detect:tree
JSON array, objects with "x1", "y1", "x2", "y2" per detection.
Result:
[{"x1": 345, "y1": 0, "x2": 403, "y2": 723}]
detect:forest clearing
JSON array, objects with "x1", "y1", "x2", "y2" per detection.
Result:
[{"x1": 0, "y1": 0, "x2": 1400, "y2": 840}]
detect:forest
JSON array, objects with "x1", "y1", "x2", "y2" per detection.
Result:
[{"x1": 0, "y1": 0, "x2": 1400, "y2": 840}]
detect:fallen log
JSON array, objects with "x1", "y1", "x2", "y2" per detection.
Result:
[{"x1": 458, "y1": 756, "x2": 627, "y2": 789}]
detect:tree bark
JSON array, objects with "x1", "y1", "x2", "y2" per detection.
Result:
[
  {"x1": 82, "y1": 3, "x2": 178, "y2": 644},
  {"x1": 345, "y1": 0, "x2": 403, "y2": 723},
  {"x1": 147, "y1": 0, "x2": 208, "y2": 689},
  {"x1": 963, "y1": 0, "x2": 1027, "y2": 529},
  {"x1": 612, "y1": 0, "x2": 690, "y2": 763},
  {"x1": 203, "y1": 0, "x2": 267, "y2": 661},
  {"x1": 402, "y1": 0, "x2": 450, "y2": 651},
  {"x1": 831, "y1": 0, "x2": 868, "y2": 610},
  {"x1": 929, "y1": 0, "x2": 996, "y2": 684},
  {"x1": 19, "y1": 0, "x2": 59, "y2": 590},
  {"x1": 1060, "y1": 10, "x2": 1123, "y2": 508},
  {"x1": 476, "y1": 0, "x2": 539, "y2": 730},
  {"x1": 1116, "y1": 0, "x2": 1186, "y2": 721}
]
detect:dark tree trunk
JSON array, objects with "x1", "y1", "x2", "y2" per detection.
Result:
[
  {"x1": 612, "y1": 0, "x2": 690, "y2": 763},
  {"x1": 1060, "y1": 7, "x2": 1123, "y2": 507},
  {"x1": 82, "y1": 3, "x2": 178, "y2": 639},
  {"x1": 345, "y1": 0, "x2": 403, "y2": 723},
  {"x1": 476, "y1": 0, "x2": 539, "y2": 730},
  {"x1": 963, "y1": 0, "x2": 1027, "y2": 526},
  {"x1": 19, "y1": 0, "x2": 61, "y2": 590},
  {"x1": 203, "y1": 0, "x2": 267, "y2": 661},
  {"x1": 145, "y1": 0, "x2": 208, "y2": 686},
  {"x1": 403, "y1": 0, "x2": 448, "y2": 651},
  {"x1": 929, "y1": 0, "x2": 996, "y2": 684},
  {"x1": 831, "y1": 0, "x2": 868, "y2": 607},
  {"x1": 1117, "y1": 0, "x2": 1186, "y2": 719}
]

--------------------------------

Objective » Rewrite everything from the line containing "detect:dark tree trunk" down to the end of the entries, changing "Result" to "Output" and leaving all else as it is. Give back only those lines.

The completed task »
detect:dark tree trunk
JSON array, objects with "x1", "y1", "x2", "y2" per detection.
Output:
[
  {"x1": 612, "y1": 0, "x2": 690, "y2": 763},
  {"x1": 1060, "y1": 7, "x2": 1123, "y2": 507},
  {"x1": 82, "y1": 3, "x2": 178, "y2": 639},
  {"x1": 345, "y1": 0, "x2": 403, "y2": 723},
  {"x1": 476, "y1": 0, "x2": 539, "y2": 730},
  {"x1": 963, "y1": 0, "x2": 1027, "y2": 526},
  {"x1": 19, "y1": 0, "x2": 61, "y2": 590},
  {"x1": 203, "y1": 0, "x2": 267, "y2": 661},
  {"x1": 145, "y1": 0, "x2": 208, "y2": 686},
  {"x1": 403, "y1": 0, "x2": 448, "y2": 651},
  {"x1": 929, "y1": 0, "x2": 996, "y2": 684},
  {"x1": 831, "y1": 0, "x2": 868, "y2": 607},
  {"x1": 1117, "y1": 0, "x2": 1186, "y2": 719}
]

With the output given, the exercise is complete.